Bloc de texte ▸
Esthétiquement, vos films alternent deux styles distincts: des séquences en mouvement et d’autres aux cadrages fixes et précis. Pourquoi cette dichotomie?
J’essaie de trouver une manière de refléter le comportement humain. Je n’essaie pas non plus de prétendre que la caméra n’existe pas. Sous pression, je suis plus conscient du monde qui m’entoure. C’est pour ça que les scènes en Afghanistan dans A WAR sont en mouvement : la caméra se déplace car les personnages sont aux aguets. Dans les scènes sur l’épouse de Claus, cela peut être chaotique pour elle de s’occuper seule de trois enfants, mais sa vie n’est pas menacée, ce n’est pas la même pression : la caméra bouge mais pour décrire, de manière plus détendue, ce qui se passe. Pour les séquences de procès, j’ai visité des tribunaux et j’ai remarqué que ceux qui parlent ne sont pas nécessairement les plus intéressants. Dans ces scènes, nous voulions donc nous concentrer sur Claus et voir comment il réagit à tout ce qui se dit sur lui. Du coup, le découpage sépare l’œil de l’oreille : nous regardons quelque chose tout en écoutant autre chose. Tout cela était une manière pour moi de refléter les émotions qui parcourent ces trois ‘arènes’ que sont le front, la maison et le tribunal.

Vous collaborez toujours avec le même chef opérateur, Magnus Nordenhof Jønck, et le même monteur, Adam Nielsen. À quel point leur travail façonne-t-il vos films ?
D’un point de vue commercial, on dit qu’il s’agit de mes films. Et effectivement, s’il y a débat, j’ai le dernier mot. Mais je ‘peins’ mes films avec Magnus, Adam et Pilou (Asbæk, son acteur fétiche et star de ses trois films, ndlr). On est une bande et chacun a un rôle vital. Si Magnus et moi avons des idées différentes, on testera les deux afin de voir au montage celle qui fonctionne le mieux. Avant de tourner, on ne parle pas de la manière dont doit bouger la caméra car je veux que ce processus reste humain –or c’est lui qui porte la caméra alors je considère que c’est à lui de décider. En revanche, on parle du concept du film, on s’accorde sur comment on doit regarder ce monde. Quant à Adam, je collabore également avec lui dès le développement du script. Je pense que nous réécrivons le film au montage donc autant qu’il soit présent dès le début. Il travaille généralement beaucoup dans le documentaire et parfois, il voit une réalité dans les images que même moi je ne vois pas. Je dois aussi citer notre sound designer, Morten Green. Lui aussi est un membre vital de l’équipe. Il est très précis alors qu’il bosse avec très peu de moyens.

Jeu de données ▸

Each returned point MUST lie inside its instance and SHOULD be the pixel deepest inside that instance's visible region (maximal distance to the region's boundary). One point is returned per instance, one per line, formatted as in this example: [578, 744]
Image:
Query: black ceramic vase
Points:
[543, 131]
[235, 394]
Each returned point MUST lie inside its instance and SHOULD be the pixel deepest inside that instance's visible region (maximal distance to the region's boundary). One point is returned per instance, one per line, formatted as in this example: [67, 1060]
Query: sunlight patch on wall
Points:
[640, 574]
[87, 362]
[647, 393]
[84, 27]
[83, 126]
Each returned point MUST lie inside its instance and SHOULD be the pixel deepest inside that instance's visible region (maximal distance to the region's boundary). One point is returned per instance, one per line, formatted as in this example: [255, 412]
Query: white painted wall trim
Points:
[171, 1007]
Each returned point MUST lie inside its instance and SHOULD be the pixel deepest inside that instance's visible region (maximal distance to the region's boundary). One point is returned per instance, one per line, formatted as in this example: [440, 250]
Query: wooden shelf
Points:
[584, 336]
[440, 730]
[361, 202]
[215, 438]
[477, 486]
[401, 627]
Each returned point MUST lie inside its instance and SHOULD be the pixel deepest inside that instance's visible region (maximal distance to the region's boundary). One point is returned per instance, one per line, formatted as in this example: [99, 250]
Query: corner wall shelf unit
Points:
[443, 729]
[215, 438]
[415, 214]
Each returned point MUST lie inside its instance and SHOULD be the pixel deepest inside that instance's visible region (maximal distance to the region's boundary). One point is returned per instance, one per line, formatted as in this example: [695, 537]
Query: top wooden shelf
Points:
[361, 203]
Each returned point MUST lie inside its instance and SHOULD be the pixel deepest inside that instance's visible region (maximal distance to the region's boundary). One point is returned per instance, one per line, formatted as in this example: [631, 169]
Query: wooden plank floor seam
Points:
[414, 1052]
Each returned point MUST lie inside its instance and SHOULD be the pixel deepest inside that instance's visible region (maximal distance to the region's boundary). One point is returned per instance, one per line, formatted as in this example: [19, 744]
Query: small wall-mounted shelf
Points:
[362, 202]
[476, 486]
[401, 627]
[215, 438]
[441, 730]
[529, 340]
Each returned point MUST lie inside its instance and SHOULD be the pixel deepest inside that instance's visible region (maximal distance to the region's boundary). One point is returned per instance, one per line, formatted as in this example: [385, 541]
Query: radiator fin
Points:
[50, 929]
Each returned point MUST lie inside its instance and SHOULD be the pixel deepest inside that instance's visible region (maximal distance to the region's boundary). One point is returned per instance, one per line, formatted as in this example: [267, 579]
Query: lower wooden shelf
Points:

Défis ▸
• 1. Reproduisez sans rien changer le passage de l'entretien qui va de "Esthétiquement, vos films" jusqu'à "Pourquoi cette dichotomie?".
• 2. Résumez l'entretien en deux phrases.

Corrigé détaillé ▸
• 1.
Esthétiquement, vos films alternent deux styles distincts: des séquences en mouvement et d’autres aux cadrages fixes et précis. Pourquoi cette dichotomie?

• 2. La personne interrogée explique que l'alternance des styles visuels sert à refléter le comportement humain et les émotions des trois « arènes » de A WAR : au front, la caméra bouge parce que les personnages sont aux aguets ; à la maison, elle bouge de manière plus détendue ; au tribunal, l'attention se porte sur les réactions de Claus. Elle dit avoir le dernier mot en cas de débat, mais « peindre » ses films en bande avec le chef opérateur Magnus Nordenhof Jønck, le monteur Adam Nielsen, présent dès le développement du script, l'acteur Pilou Asbæk et le sound designer Morten Green.